Trecho de origem:

━━━━━━━━

Em “Império”, de Michael Hardt e Antonio
Negri, é exposta a ideia de que a nova forma de governo, que os autores chamam
de situação imperial, cria um potencial de revolução nunca visto antes por
qualquer forma de regime. O conjunto dos explorados constituem uma multidão com
poder político, conceito que será discutido em outro texto dos autores. Hardt e
Negri tentam explicar que mesmo a mente humana sendo um instrumento de produção
muito eficaz, a falta de criação é vista pela sociedade como uma forma de
resistência a realidade presente. Isso pode ser concebido como causa para a
modernidade líquida que se vive nos dias atuais, e portanto, não há
durabilidade nas coisas.
A origem do Império da início à argumentação
dos autores. Os conflitos do século XX, aparentemente apaziguados, caracterizam
uma multidão que luta contra o controle do Estado, ou seja, ela deixa de
aceitar sua subjulgação. Por isso, chega-se a conclusão de que o Império se
constitui depois da ascenção desses novos poderes revolucionários, que se
mostram irreprimíveis.
A multidão passa a agir com uma finalidade
nela mesma, pois dirigindo as tecnologias e a produção ela alcança o próprio
poder e felicidade. A partir deste momento, surge o desenvolvimento
contemporâneo da multidão, no qual, o indivíduo trabalha e produz autonamente,
assim reproduzindo todo o sentido da vida para si mesmo. A multidão é o poder
singular de uma nova cidade, que se forma no momento em que a população começa
a se impor na sociedade, deixando de ser simples figurantes para possuir peso e
importância, respondendo ao Império.
Porém, não se deve enganar, pois a força
imperial tenta, através de seus mecanismos, conter os movimentos dessa massa.

━━━━━━━━

Dados do exercício:
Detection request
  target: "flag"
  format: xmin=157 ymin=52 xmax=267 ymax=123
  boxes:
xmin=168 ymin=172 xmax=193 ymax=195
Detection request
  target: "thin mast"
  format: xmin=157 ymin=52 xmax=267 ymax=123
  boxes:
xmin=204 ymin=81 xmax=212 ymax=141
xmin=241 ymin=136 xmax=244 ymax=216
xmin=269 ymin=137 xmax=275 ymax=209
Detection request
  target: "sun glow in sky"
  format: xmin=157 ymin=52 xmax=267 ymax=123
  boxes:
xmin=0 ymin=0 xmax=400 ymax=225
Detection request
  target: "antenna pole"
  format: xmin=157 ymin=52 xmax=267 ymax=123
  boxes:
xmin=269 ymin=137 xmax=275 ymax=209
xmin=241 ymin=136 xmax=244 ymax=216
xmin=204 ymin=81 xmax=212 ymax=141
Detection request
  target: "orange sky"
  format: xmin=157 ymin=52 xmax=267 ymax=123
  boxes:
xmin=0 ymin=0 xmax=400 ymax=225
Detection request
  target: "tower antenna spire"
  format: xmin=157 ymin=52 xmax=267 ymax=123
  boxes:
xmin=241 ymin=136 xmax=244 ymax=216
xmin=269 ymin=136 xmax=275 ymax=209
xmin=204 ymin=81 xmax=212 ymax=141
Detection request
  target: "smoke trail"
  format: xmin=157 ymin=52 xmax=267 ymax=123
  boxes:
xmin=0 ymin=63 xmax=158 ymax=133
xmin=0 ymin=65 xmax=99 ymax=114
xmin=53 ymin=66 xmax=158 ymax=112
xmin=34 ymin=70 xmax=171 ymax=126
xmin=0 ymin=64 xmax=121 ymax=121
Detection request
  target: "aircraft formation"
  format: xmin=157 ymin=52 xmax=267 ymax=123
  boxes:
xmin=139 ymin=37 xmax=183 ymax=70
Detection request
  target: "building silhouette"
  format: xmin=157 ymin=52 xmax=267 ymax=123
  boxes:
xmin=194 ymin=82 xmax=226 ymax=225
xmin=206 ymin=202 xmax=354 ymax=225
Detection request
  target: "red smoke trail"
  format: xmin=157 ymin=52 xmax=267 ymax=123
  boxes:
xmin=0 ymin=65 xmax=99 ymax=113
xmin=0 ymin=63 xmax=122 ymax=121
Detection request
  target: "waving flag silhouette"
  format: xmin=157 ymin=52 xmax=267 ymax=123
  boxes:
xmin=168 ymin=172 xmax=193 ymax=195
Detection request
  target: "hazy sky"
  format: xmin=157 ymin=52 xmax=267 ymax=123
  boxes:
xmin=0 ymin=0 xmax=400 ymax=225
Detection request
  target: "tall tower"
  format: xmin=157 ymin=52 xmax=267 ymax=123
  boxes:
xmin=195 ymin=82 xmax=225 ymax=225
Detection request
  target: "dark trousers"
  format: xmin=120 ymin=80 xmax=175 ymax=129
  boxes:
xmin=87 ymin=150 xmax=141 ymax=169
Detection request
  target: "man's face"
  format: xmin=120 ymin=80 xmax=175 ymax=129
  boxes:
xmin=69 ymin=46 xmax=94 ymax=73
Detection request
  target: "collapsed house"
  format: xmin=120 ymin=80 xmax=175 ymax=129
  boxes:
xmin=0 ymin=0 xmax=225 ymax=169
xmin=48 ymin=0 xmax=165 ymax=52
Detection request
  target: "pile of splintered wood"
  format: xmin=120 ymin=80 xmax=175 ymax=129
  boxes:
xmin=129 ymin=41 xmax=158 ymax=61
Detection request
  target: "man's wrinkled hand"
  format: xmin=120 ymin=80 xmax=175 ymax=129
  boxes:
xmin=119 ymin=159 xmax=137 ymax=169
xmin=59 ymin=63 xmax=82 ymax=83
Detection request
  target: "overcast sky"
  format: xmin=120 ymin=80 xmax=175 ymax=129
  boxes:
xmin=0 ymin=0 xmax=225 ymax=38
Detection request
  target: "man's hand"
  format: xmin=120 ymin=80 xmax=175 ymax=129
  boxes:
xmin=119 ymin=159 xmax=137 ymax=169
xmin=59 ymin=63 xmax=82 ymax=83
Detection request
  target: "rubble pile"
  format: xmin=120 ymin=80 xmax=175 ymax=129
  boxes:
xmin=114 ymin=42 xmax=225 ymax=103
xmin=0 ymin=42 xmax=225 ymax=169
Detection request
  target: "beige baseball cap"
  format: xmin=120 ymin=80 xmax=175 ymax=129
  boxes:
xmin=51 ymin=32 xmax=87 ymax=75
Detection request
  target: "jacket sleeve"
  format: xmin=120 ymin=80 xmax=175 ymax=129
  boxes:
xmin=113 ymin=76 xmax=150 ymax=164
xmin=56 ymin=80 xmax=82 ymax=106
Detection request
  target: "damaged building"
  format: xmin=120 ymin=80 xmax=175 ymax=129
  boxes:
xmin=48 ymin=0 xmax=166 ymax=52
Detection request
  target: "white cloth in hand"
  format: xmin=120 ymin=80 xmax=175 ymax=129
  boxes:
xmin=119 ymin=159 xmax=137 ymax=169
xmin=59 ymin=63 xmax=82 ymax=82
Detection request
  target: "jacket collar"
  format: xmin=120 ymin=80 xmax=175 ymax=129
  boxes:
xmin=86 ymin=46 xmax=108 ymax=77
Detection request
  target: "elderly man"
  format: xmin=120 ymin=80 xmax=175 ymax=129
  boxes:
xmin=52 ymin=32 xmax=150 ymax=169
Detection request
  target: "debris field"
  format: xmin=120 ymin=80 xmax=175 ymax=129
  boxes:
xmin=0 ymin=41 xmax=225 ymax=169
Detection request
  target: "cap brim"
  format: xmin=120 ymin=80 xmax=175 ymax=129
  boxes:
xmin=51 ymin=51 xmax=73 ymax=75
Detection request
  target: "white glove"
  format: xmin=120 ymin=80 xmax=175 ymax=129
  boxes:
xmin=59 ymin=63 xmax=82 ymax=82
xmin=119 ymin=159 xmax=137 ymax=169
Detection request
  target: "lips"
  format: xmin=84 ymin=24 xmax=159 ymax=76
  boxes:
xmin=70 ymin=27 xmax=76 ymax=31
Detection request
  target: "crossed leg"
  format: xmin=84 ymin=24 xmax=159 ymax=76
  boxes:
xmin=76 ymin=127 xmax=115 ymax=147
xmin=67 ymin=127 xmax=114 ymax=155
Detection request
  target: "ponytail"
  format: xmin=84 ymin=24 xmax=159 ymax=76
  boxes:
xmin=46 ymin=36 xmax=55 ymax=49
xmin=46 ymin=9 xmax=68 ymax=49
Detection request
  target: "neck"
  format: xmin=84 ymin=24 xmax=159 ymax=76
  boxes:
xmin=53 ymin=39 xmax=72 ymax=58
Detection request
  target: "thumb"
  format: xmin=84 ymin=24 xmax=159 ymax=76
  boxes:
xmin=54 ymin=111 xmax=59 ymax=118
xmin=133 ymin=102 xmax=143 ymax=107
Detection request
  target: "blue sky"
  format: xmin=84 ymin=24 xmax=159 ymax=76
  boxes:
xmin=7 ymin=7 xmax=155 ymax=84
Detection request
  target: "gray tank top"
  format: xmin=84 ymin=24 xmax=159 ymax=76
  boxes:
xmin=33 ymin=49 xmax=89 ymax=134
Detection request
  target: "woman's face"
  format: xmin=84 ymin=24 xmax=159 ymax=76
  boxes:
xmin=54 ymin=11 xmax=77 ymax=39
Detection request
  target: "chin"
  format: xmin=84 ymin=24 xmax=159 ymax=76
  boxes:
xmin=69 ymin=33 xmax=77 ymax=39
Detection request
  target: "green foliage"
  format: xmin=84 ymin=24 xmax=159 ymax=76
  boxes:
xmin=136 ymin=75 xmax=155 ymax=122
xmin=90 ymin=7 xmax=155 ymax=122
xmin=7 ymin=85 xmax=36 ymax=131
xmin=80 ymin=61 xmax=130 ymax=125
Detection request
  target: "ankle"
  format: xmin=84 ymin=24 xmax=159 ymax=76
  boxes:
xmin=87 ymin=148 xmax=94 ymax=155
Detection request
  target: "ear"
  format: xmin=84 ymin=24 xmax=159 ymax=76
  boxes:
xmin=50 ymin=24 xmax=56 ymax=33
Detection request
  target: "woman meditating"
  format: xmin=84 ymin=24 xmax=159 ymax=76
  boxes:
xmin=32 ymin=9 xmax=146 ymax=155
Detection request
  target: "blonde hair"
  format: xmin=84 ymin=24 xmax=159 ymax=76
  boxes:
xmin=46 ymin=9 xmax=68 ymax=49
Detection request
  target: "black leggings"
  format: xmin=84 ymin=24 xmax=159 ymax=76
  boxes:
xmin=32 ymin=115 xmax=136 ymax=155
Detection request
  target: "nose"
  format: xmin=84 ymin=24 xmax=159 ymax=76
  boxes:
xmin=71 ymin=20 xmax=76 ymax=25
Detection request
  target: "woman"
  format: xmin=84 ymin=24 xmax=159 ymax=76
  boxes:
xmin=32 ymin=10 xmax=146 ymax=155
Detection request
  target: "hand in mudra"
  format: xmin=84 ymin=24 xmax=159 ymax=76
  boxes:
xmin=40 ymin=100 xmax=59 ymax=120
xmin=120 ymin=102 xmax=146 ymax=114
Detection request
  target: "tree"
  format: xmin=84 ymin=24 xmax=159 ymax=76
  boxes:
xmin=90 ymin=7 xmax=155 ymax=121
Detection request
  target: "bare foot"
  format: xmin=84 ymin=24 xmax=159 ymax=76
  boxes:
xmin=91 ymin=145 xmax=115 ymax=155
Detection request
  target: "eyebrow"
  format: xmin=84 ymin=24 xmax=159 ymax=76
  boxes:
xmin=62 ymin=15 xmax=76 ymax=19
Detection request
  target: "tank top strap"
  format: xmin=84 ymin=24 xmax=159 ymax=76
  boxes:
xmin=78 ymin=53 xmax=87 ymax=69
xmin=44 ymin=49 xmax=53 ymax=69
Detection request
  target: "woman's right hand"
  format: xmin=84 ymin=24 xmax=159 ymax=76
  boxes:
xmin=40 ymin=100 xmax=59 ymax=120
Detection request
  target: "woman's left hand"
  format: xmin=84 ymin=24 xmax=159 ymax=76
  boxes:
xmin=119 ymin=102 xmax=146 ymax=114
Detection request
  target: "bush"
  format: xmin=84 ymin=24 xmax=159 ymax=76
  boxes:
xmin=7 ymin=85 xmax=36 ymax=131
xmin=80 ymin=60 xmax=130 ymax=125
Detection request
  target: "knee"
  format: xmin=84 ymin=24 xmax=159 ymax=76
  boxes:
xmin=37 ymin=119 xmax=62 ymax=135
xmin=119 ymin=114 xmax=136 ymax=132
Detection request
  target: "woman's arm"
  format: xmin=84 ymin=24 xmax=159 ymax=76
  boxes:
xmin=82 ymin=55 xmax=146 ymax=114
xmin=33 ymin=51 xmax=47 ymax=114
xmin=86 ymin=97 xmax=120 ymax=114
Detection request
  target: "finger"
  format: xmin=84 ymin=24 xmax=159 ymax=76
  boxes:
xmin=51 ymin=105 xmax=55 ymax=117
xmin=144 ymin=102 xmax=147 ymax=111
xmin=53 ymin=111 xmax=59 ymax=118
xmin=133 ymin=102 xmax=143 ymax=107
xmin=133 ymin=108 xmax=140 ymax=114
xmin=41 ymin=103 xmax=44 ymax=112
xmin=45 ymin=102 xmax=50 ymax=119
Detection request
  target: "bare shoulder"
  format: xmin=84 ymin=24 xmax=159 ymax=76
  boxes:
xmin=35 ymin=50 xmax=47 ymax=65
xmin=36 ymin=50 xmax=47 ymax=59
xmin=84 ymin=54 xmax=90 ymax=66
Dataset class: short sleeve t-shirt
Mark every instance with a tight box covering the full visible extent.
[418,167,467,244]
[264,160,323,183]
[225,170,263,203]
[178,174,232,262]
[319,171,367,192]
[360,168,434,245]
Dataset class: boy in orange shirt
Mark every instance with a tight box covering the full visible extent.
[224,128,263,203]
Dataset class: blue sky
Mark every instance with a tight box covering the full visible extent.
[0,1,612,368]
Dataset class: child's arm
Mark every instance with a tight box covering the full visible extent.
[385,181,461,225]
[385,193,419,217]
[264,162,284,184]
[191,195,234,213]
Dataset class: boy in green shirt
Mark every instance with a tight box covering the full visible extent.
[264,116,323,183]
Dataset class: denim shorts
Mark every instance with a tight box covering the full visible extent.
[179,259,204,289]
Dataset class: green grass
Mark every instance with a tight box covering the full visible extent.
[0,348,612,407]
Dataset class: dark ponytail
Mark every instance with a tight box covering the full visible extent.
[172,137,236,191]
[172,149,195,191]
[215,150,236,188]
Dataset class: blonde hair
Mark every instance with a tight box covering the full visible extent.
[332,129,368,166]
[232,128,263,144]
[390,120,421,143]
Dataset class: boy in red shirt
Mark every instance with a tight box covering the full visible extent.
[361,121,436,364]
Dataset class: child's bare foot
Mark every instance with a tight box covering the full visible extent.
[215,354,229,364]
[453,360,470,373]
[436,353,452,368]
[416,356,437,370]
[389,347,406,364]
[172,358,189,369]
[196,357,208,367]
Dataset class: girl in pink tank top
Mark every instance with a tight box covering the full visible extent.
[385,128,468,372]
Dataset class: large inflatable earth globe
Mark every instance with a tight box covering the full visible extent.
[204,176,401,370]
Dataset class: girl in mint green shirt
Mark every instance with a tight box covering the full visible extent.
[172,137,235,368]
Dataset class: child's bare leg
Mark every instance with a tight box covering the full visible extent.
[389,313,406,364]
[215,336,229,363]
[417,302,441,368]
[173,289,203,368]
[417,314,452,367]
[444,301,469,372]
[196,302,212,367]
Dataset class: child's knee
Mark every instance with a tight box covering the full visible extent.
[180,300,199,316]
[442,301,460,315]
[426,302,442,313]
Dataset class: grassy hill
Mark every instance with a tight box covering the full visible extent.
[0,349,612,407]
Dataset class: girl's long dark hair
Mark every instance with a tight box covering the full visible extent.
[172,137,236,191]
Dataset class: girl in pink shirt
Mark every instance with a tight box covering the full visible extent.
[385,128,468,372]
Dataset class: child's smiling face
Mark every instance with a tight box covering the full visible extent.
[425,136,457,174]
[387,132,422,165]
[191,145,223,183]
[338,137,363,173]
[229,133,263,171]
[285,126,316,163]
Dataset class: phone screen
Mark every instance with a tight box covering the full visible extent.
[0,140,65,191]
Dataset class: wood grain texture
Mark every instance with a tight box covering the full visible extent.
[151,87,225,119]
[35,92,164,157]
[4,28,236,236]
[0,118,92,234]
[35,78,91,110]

━━━━━━━━

O que fazer:
A: Transforme em um CSV de duas colunas, enunciado e resposta, os registros que começam na linha que tem "Dataset class: wood grain texture" e vão até o fim dos registros, com uma linha para cada enunciado. Ponha o texto e a resposta cada um em um campo entre aspas e troque as quebras de linha por espaços.
B: Continue o texto sobre o livro “Império”, de Hardt e Negri, a partir do ponto em que ele termina.

Respostas por tarefa:
A:
enunciado,resposta
"Dataset class: wood grain texture Mark every instance with a tight box covering the full visible extent.","[151,87,225,119] [35,92,164,157] [4,28,236,236] [0,118,92,234] [35,78,91,110]"

B:
Para isso ele isola esses movimentos, utiliza o policiamento nas cidades,
segrega os países por meio das fronteiras e no trabalho diferencia os tipos de
produtores: por raça, gênero, linguagem. Esse isolamento é feito de uma
maneira que não comprometa a produção do capital pela multidão, pois ele
depende do sistema. Deve-se lembrar a Marx, pois ele em sua época ele já dizia
que o Estado é responsável por essa manutenção do capitalismo . Preso nessa
bolha, o poder se torna dominante da vida, que é tida ao mesmo tempo como alvo
e resistencia do poder imperial. Isso resulta na biopolítica, previamente
discutida pelo filósofo Michel Foucault.
O pensamento do francês Foucault se extende
na explicação dos mecanismos de controle, originários em uma sociedade
disciplinar. A política de biopoder exercida pelo Estado, já na sociedade de
controle, domina a vontade libertária do homem, que deposita sua confiança em
seus representantes e acabam perdendo sua participação política. É função do
Estado, na explicação do autor, a preservação da vida humana (biopolítica),
a partir de uma nova concepção contida na frase: “fazer viver, deixar morrer”.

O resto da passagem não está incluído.